Je suis fascinée par cette ethnie mythique, malgré la guerre qui a ravagé le Soudan leur culture est toujours vivante.
Au commencement, il y a une photo. Un colosse nu au crâne rasé, un anneau à l'oreille gauche, lutteur triomphant juché sur les épaules d'un de ses pairs. En prenant ce cliché, George Rogers a déclenché en 1949 une vague de passion pour les Nouba.
C'est une ethnie perdue au coeur des montagnes du Soudan. Des rois nus aux corps d'athlètes, " de statures gigantesques, avec des têtes rondes comme des boules, marquées par des sourcils très forts, un peuple aimable et heureux, peu coléreux et prompt à sourire"
Comme beaucoup j'avais envie de savoir si là bas tout avait changé. Je ne suis pas allée dans la boue jusqu'aux genoux, marcher dans les marécages infestés de serpents et de scorpions mais Jack Picolo l'a fait pour moi !
Au sommet d'une colline, paisiblement assis sur de gros rochers ronds, les Noubas guettent son arrivée.
La vie coule paisible, loin de la guerre qui tonne à quelques collines de là. Nous sommes en 1999. Les adultes travaillent aux champs, surveillent leurs quelques vaches et ramènent l'eau dans de grandes calebasses. Les femmes pilent le grain. Les enfants jouent. Après la bouillie de mil du déjeuner, les heures chaudes se passent à l'ombre d'un arbre.
Le village s'appelle Aldo, peut être 200 habitants, il est constitué de groupes de maisons traditionnelles : cases de terre à toit de chaume, rondes, sur un soubassement de pierre, groupées par complexes de cinq ou six. Chaque " château de maisons " abrite une famille. Un homme peut avoir plusieurs femmes, à condition de bâtir ce complexe de cases à chacune. Il faut être riche et travailleur.
Des silos à l'ouverture ronde servent de grenier à grains. Lorsque ce grenier est plein, l'ouverture est fermée pour que les animaux n'y pénètrent pas. Les Noubas sont des agriculteurs sédentaires. Ils cultivent essentiellement du mil, consommé en bouillie et sous forme de bière ( la maria ), plus un peu de sésame, des haricots et du tabac. Ils élèvent quelques vaches pour leur lait plus que pour leur viande.
Battements des tam - tams, rugissement des trompes en corne d'antilopes, sifflets.... La tension monte parmi les spectateurs. le cercle mouvant de la foule se rapproche du combat et ne reflue que devant le bâton menaçant d'un ancien lutteur devenu arbitre. Les combats suscitent les passions. Ces tournois de lutte sont organisés lors des occasions importantes. Interdits par le gouvernement de Khartoum, ils sont aujourd'hui un défi à l'autorité autant qu'une manifestation de la tradition. Les Nouba pratiquaient trois types de lutte : à main nues, au bâton ou avec un bracelet de cuivre tranchant. ce dernier genre de combat était déjà exceptionnel au début des années soixante dix, il semble aujourd'hui disparu.
━━━━━━━━━━━━━━━━━━━━
▶ _DÉFIS_:
**A)** Résumez en deux phrases le texte sur les Nouba.
**B)** Reprenez le texte sur les Nouba à la suite de sa dernière phrase, s'il vous plaît.
━━━━━━━━━━━━━━━━━━━━
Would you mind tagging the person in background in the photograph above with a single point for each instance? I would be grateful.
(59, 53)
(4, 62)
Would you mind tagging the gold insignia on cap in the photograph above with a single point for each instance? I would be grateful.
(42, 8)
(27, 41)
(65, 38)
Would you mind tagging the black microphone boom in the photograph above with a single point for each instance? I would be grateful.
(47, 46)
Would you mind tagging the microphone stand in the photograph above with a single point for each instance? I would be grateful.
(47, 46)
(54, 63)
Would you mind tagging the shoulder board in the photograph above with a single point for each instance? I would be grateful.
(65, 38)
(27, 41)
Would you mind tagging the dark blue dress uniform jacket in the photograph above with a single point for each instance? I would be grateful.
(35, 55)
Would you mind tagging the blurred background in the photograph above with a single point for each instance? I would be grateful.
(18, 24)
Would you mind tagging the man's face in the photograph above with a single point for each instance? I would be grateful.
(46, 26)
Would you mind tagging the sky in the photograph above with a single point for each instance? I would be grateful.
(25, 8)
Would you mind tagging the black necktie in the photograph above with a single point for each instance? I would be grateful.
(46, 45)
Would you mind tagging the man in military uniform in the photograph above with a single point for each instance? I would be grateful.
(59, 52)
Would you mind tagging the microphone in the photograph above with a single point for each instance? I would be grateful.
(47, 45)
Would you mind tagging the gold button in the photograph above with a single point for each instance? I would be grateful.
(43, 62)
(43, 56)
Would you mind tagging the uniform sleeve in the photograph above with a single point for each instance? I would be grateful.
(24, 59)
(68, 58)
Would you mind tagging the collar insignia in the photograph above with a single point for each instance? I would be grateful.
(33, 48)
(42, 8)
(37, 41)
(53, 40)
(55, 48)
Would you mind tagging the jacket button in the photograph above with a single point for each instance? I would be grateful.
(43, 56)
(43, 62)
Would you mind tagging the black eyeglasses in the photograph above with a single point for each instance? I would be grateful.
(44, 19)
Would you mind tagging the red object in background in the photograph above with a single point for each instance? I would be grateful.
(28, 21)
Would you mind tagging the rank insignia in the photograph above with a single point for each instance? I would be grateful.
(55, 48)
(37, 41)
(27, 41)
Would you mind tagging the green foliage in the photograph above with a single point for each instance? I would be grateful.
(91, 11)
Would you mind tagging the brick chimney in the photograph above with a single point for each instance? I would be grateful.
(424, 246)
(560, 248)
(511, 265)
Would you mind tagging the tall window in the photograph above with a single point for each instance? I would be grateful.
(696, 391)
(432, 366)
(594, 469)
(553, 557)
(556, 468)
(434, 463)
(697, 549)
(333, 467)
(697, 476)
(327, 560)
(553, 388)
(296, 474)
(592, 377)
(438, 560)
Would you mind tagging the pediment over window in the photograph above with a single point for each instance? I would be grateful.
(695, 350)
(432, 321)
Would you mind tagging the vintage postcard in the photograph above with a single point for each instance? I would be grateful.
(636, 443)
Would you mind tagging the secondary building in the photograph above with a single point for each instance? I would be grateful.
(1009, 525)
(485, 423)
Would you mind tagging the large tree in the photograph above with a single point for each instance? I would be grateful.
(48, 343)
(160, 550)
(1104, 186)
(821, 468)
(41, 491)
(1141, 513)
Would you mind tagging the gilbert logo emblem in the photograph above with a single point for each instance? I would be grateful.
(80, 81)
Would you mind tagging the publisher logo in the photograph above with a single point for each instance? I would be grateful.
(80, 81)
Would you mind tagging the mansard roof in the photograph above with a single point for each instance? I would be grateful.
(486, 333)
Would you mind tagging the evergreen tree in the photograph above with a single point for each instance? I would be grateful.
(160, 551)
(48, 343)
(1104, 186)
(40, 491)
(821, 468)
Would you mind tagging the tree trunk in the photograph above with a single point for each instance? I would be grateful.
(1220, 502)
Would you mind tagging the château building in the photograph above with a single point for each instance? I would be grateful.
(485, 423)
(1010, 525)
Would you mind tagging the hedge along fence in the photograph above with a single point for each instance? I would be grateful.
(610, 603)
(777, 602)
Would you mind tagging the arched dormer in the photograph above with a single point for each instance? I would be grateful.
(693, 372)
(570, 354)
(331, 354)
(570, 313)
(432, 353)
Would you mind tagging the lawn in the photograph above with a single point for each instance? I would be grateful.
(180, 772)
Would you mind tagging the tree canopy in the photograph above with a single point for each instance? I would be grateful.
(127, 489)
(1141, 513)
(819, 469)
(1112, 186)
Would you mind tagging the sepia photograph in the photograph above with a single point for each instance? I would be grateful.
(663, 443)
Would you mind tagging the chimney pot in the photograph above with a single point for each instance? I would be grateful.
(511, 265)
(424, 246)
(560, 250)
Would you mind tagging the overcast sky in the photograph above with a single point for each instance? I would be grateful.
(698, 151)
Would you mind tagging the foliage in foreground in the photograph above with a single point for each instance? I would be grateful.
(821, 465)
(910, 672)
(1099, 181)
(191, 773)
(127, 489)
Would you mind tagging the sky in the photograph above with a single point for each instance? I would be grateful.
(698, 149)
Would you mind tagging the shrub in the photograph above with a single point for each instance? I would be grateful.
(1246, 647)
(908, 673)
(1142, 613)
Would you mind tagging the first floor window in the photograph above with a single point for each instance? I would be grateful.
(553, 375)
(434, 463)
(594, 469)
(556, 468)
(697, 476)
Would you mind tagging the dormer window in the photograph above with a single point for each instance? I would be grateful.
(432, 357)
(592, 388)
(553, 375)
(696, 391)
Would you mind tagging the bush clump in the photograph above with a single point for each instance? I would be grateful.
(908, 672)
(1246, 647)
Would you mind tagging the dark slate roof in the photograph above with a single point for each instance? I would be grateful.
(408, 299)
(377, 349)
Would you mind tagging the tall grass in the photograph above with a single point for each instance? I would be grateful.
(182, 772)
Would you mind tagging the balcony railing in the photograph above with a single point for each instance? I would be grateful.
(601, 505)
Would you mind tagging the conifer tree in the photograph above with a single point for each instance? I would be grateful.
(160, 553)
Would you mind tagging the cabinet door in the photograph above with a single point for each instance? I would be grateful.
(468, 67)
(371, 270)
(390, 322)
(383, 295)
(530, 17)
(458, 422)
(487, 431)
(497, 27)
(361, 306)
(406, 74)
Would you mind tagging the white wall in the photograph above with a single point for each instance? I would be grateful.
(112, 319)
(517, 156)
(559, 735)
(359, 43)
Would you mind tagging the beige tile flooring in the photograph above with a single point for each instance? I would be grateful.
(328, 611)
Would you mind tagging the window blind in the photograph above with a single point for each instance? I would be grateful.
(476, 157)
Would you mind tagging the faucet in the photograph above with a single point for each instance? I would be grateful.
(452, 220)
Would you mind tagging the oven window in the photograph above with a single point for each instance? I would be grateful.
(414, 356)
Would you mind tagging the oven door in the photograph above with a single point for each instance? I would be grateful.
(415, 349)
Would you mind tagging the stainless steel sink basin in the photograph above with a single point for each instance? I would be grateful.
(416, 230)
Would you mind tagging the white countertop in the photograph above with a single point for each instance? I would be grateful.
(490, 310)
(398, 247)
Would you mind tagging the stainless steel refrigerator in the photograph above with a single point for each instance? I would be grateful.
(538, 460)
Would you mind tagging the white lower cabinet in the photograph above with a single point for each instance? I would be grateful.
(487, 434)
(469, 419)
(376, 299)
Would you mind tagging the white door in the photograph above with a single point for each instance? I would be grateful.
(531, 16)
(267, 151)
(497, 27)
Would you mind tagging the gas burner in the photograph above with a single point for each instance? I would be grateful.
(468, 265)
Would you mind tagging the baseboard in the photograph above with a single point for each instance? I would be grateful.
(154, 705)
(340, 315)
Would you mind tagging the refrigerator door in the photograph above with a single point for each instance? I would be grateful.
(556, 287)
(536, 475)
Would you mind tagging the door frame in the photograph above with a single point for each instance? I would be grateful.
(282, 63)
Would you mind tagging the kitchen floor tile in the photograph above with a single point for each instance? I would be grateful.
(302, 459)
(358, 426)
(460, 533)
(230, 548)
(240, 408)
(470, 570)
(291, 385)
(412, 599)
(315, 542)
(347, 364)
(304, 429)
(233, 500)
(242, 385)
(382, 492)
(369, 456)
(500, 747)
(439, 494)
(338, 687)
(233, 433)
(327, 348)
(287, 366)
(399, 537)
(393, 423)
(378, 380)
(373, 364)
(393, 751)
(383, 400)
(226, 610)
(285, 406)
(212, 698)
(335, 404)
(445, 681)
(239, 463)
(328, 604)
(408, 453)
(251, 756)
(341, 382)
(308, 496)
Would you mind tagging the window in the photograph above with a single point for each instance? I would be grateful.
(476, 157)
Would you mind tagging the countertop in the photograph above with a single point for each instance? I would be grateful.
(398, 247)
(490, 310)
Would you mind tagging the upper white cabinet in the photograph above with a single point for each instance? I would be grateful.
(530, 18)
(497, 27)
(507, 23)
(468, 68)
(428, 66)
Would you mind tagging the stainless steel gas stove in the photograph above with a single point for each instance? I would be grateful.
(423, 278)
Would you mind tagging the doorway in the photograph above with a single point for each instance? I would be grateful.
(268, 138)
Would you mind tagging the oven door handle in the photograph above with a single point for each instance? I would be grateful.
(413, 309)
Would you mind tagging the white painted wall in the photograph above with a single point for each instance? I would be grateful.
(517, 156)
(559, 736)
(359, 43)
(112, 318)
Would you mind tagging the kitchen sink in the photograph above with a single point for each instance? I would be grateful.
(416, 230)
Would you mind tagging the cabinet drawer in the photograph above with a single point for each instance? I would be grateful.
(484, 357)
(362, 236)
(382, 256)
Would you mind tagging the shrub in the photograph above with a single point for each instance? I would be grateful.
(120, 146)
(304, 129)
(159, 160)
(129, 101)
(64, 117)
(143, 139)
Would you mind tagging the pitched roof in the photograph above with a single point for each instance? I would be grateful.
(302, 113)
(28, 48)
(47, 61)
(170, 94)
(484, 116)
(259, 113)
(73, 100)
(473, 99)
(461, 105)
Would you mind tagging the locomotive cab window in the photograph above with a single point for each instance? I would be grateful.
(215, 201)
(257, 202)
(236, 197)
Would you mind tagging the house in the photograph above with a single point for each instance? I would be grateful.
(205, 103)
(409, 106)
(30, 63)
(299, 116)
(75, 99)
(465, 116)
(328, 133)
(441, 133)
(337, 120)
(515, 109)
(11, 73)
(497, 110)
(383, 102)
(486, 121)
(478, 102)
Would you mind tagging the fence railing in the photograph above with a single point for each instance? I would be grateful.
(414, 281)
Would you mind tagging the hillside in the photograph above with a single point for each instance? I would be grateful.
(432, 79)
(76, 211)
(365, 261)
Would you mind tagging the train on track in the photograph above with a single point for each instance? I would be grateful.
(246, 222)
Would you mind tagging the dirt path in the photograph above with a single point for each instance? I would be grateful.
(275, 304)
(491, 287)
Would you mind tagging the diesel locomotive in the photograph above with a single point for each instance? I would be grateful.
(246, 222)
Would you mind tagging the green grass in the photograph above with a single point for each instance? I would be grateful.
━━━━━━━━━━━━━━━━━━━━
▶ _LISTE DES RÉPONSES_:
**A)** Une photo de lutteur prise par George Rogers en 1949 a éveillé une vague de passion pour les Nouba, une ethnie des montagnes du Soudan dont la culture reste vivante malgré la guerre. En 1999, dans le village d'Aldo, ces agriculteurs sédentaires cultivent surtout le mil et élèvent quelques vaches, et leurs tournois de lutte, interdits par le gouvernement de Khartoum, défient l'autorité autant qu'ils manifestent la tradition.

**B)**
Les affrontements sont violents, rapides comme un combat de rue. L'avant bras gauche protégé par un bouclier de bois, un lutteur pénètre dans le cercle, lance un défi que l'arbitre agrée ou pas. Pas question de laisser se dérouler des combats trop inégaux. une fois les deux adversaires face à face, les coups fusent, vifs. Le duel ne cesse qu'avec l'immobilisation au sol de l'un des deux lutteurs et la danse triomphale de l'un. Comme fou, le public hurle des encouragements, tape du pied ou bat des mains, excité par un lutteur grimé, portant perruque, qui danse dans l'arène. Malgré la chaleur de plus de 30 degrés, et la poussière qui brûle les gorges, les lutteurs enchaîné^rent les combats tout l'après midi.
L'histoire tourmentée des Nouba
Environ 500 000 Nouba peuplaient la province de Kordofan au centre du Soudan, au début des années 80. Quelques milliers d'entre eux vivaient toujours d'une manière traditionnelle, dans les montagnes. Leurs ancêtres s'y sont réfugiés il y a deux à trois cents ans, fuyant les trafiquants d'esclaves.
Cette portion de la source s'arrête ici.